*What you will do*: Format the material as a numbered list, starting with the line that contains "Where can the power" and going on through the last line of the material, with no blank lines.

[START Entries shown]

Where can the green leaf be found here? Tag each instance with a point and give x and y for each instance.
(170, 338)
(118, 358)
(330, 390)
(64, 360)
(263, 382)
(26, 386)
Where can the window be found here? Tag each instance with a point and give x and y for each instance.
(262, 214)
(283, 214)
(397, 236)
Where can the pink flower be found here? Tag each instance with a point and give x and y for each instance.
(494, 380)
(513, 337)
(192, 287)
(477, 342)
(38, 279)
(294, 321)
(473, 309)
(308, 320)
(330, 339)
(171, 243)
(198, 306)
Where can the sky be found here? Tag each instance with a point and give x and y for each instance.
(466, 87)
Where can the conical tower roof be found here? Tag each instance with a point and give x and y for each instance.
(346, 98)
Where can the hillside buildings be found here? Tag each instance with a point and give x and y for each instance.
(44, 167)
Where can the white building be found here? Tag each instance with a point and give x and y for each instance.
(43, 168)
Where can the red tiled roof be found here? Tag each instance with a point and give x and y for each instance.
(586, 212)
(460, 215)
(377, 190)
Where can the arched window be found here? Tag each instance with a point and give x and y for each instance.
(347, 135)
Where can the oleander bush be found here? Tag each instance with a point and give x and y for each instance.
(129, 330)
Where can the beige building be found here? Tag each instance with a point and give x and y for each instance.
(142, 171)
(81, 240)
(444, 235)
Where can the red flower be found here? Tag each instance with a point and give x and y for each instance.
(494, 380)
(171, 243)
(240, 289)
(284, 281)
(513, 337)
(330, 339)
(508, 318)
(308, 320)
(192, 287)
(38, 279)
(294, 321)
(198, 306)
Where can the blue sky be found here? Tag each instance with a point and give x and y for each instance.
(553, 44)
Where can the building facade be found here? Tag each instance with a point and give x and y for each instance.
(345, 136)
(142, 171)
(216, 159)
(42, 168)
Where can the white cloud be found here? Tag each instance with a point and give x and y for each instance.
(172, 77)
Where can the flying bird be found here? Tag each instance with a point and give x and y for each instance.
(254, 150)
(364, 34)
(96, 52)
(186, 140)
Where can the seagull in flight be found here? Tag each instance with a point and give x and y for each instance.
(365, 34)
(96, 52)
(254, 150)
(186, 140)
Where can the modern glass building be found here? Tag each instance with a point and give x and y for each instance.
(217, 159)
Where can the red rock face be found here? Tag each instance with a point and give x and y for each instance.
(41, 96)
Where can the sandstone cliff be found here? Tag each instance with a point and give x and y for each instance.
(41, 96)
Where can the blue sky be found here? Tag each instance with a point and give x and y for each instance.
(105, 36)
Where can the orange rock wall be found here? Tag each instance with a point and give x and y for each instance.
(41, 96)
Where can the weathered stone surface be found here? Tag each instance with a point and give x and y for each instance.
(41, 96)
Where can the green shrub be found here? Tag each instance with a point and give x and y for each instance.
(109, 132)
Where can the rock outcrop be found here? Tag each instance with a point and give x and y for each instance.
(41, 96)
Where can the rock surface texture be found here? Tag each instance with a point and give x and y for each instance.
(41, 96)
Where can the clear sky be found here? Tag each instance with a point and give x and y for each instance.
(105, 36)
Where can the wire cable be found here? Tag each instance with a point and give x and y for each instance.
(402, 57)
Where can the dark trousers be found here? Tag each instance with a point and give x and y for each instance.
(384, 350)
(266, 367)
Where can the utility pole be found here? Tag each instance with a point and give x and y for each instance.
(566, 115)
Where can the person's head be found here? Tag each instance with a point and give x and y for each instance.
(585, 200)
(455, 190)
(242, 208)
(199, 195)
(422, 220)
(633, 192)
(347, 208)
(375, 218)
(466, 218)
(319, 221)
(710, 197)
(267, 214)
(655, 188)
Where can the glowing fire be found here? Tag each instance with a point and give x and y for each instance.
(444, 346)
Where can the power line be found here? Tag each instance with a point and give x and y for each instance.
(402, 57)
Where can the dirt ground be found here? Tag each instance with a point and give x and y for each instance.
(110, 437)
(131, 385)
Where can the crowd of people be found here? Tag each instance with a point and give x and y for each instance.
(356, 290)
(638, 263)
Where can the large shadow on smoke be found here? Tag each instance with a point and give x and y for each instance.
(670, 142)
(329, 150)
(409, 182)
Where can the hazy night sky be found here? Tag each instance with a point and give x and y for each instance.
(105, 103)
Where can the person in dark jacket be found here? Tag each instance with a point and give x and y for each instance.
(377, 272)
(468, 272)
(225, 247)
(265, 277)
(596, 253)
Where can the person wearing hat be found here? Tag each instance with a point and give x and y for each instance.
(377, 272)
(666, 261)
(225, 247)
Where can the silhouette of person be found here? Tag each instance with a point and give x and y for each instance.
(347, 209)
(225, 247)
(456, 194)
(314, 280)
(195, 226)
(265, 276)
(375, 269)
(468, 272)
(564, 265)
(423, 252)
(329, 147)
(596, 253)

[END Entries shown]

*Response below*:
1. Where can the power line be found here? Tag each instance with a point and give x and y for each instance.
2. (402, 57)
3. Where can the dirt ground be found here? Tag each instance with a point and give x and y for each instance.
4. (110, 437)
5. (131, 385)
6. Where can the crowd of people be found here? Tag each instance with a point and give x and y for each instance.
7. (356, 290)
8. (638, 263)
9. Where can the large shadow on smoke be found here? Tag each instance with a point and give x and y for each instance.
10. (670, 142)
11. (329, 150)
12. (409, 182)
13. Where can the hazy night sky be found here? Tag each instance with a point and give x and y for each instance.
14. (105, 103)
15. Where can the person in dark jacket be found here? Tag each instance with a point and give x and y for each instance.
16. (377, 272)
17. (468, 272)
18. (225, 247)
19. (265, 277)
20. (596, 253)
21. Where can the person wearing hat be found here? Tag each instance with a point and give x and y for each instance.
22. (377, 272)
23. (666, 261)
24. (225, 247)
25. Where can the silhouette of person be found here? Tag each instance with a point and give x and y for each instance.
26. (347, 209)
27. (225, 247)
28. (456, 194)
29. (314, 280)
30. (195, 226)
31. (265, 276)
32. (375, 269)
33. (468, 272)
34. (564, 265)
35. (423, 252)
36. (329, 147)
37. (596, 253)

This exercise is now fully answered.